(Position annotation records)
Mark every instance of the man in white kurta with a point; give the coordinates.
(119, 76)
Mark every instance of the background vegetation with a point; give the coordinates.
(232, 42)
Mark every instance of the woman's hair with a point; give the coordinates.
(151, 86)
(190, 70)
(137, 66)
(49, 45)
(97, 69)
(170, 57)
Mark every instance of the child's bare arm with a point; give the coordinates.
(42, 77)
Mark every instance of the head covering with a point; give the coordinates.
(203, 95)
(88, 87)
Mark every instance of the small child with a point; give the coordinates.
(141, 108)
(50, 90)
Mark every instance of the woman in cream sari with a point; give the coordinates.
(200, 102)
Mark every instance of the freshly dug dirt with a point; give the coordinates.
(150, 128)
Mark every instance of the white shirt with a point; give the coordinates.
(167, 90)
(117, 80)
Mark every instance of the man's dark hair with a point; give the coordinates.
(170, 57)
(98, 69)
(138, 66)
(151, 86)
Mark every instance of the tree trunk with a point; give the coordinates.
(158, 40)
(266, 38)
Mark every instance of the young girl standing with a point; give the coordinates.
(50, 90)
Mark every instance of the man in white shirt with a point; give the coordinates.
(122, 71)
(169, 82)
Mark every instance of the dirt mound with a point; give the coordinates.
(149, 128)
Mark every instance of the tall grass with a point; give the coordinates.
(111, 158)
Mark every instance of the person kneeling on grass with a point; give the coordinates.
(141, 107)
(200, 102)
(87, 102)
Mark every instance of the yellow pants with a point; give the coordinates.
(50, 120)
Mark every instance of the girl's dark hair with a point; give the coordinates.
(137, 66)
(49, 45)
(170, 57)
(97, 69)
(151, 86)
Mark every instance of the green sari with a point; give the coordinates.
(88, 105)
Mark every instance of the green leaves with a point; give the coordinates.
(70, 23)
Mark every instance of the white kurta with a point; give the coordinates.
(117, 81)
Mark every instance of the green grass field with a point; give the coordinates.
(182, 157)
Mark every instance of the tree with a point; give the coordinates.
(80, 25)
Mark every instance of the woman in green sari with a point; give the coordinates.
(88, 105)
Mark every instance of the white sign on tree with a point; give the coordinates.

--

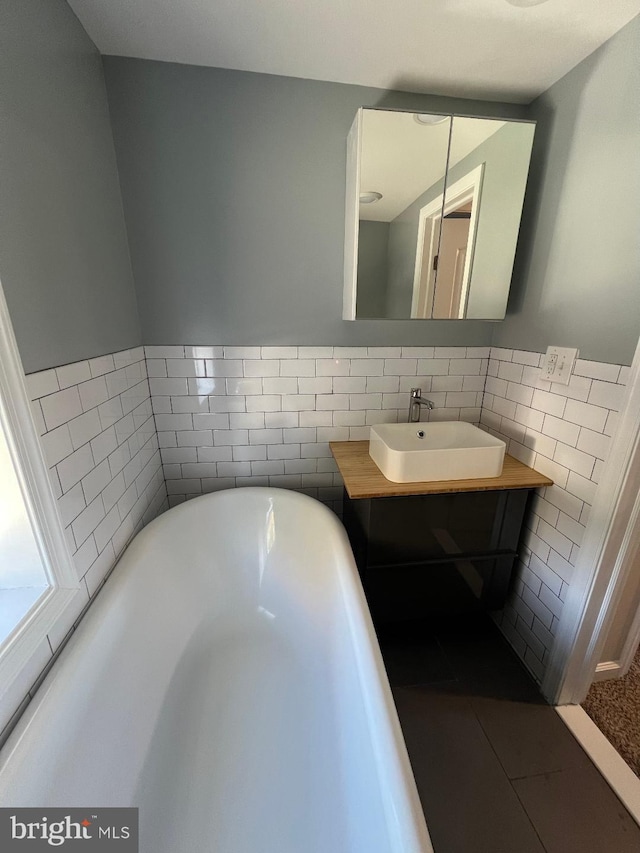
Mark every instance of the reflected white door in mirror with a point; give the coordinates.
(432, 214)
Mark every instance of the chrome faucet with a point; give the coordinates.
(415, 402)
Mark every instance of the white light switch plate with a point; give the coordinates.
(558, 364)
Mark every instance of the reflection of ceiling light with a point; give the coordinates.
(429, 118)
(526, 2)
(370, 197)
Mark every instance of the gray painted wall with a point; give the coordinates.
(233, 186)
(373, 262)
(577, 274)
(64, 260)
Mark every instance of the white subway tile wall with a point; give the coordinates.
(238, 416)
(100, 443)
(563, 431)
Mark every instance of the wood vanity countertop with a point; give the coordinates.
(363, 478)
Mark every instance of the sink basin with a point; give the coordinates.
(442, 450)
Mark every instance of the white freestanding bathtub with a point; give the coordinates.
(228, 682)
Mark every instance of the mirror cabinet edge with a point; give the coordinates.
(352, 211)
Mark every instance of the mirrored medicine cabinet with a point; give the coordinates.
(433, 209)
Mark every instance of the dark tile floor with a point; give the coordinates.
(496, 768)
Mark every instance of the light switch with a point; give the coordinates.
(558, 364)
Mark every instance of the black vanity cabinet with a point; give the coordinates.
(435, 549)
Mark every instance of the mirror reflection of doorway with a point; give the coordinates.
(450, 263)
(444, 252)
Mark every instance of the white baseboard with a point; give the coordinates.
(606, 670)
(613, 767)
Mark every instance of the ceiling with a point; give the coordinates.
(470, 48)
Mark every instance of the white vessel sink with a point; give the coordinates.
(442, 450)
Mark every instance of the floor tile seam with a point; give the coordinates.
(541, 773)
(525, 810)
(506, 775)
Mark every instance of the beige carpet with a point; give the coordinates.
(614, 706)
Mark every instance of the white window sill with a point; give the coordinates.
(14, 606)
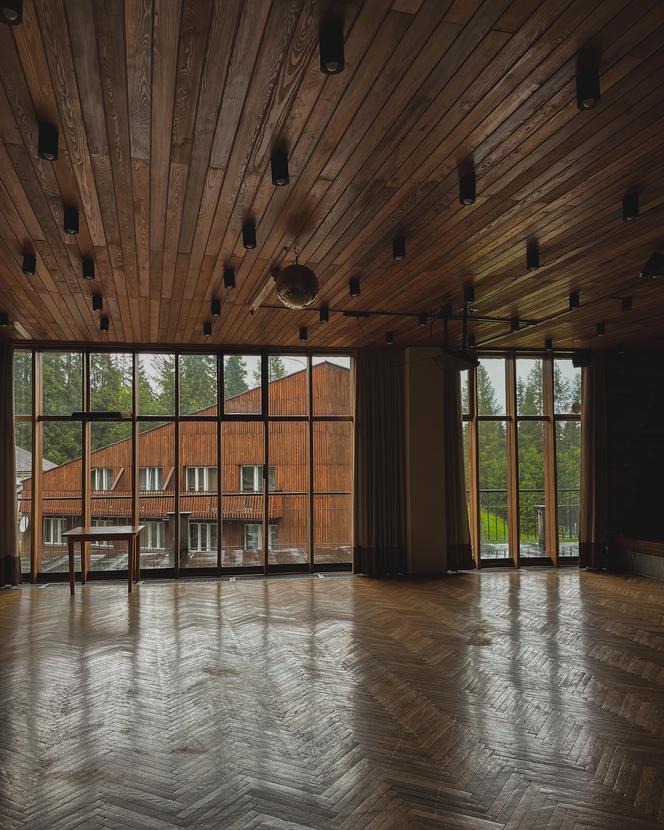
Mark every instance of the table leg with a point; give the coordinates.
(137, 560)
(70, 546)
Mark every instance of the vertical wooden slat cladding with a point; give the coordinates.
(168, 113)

* * *

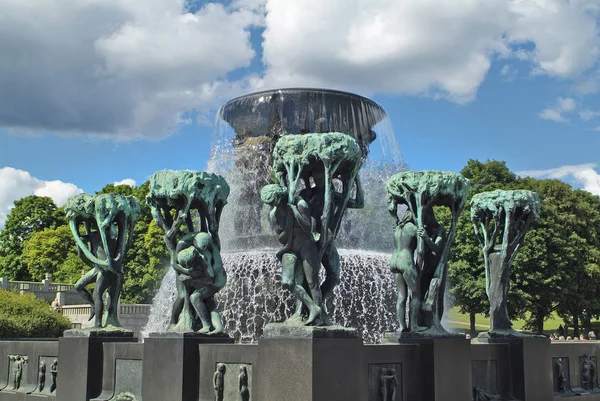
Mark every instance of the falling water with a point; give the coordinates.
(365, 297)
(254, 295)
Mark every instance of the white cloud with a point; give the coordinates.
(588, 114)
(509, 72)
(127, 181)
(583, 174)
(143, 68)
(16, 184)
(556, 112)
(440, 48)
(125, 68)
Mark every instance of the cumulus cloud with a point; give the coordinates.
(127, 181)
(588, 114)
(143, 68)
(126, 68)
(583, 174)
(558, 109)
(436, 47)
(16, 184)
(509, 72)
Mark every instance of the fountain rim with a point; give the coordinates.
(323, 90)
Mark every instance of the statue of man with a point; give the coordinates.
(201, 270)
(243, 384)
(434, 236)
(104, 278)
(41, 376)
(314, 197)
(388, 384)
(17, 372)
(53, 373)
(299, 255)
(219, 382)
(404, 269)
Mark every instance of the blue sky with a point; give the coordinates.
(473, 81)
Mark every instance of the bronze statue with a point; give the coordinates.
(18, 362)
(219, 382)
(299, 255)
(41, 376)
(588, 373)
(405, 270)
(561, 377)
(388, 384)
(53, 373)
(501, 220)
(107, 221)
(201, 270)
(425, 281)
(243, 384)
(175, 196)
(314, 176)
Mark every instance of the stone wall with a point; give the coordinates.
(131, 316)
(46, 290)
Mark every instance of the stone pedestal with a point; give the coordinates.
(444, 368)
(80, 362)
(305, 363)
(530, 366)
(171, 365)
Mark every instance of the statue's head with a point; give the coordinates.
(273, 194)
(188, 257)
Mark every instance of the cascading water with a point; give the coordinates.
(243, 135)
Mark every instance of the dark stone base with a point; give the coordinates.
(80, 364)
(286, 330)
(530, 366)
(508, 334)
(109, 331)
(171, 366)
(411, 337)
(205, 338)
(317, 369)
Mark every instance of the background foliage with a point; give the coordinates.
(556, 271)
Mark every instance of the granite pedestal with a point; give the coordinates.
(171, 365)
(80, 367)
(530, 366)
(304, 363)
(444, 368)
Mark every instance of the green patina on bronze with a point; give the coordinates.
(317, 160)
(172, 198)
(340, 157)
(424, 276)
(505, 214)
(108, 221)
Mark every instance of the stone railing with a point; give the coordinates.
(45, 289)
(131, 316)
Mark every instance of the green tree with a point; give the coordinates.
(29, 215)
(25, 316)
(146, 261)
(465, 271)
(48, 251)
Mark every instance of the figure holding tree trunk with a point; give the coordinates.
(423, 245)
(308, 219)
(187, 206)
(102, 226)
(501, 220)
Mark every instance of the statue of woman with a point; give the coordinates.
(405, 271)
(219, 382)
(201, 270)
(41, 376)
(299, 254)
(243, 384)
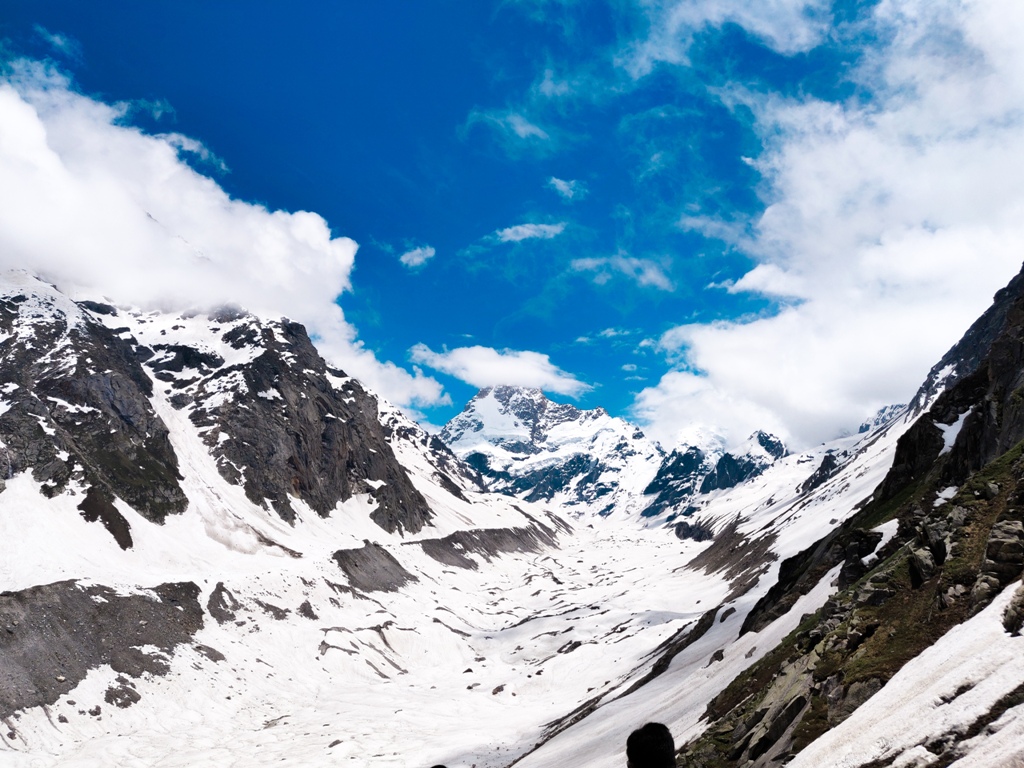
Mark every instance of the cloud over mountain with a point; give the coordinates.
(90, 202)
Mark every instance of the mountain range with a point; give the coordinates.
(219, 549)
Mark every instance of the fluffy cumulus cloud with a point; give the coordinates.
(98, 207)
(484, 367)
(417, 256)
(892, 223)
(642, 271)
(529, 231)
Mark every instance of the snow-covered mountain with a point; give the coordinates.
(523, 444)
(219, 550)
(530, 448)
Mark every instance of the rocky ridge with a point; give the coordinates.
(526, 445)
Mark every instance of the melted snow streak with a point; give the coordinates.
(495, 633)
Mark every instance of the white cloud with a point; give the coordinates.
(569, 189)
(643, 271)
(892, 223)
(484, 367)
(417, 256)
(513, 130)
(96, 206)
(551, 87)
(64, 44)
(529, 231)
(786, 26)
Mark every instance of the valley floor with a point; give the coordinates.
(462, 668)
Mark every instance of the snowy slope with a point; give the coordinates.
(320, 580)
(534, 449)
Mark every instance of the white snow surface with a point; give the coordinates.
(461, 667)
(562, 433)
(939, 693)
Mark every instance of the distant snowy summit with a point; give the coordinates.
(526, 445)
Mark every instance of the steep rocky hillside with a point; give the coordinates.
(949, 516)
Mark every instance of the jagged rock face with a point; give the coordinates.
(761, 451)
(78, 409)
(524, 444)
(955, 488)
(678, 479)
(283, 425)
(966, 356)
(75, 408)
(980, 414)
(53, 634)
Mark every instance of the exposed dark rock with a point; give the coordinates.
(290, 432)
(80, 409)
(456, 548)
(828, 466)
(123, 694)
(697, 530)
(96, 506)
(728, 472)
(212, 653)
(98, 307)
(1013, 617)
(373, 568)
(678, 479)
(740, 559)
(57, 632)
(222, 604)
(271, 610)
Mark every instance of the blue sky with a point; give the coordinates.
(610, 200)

(PROMPT): Pick out each line in the rows above that contains the word "statue" and copy those lines in full.

(SOLUTION FOR THIS PROBLEM):
Mark every instance of the statue of man with a point; give the coordinates.
Mark every instance of the bronze statue with a point; give the coordinates.
Mark every instance of the statue's head with a point; give the coordinates.
Mark every instance of the statue of woman with a point; give the coordinates.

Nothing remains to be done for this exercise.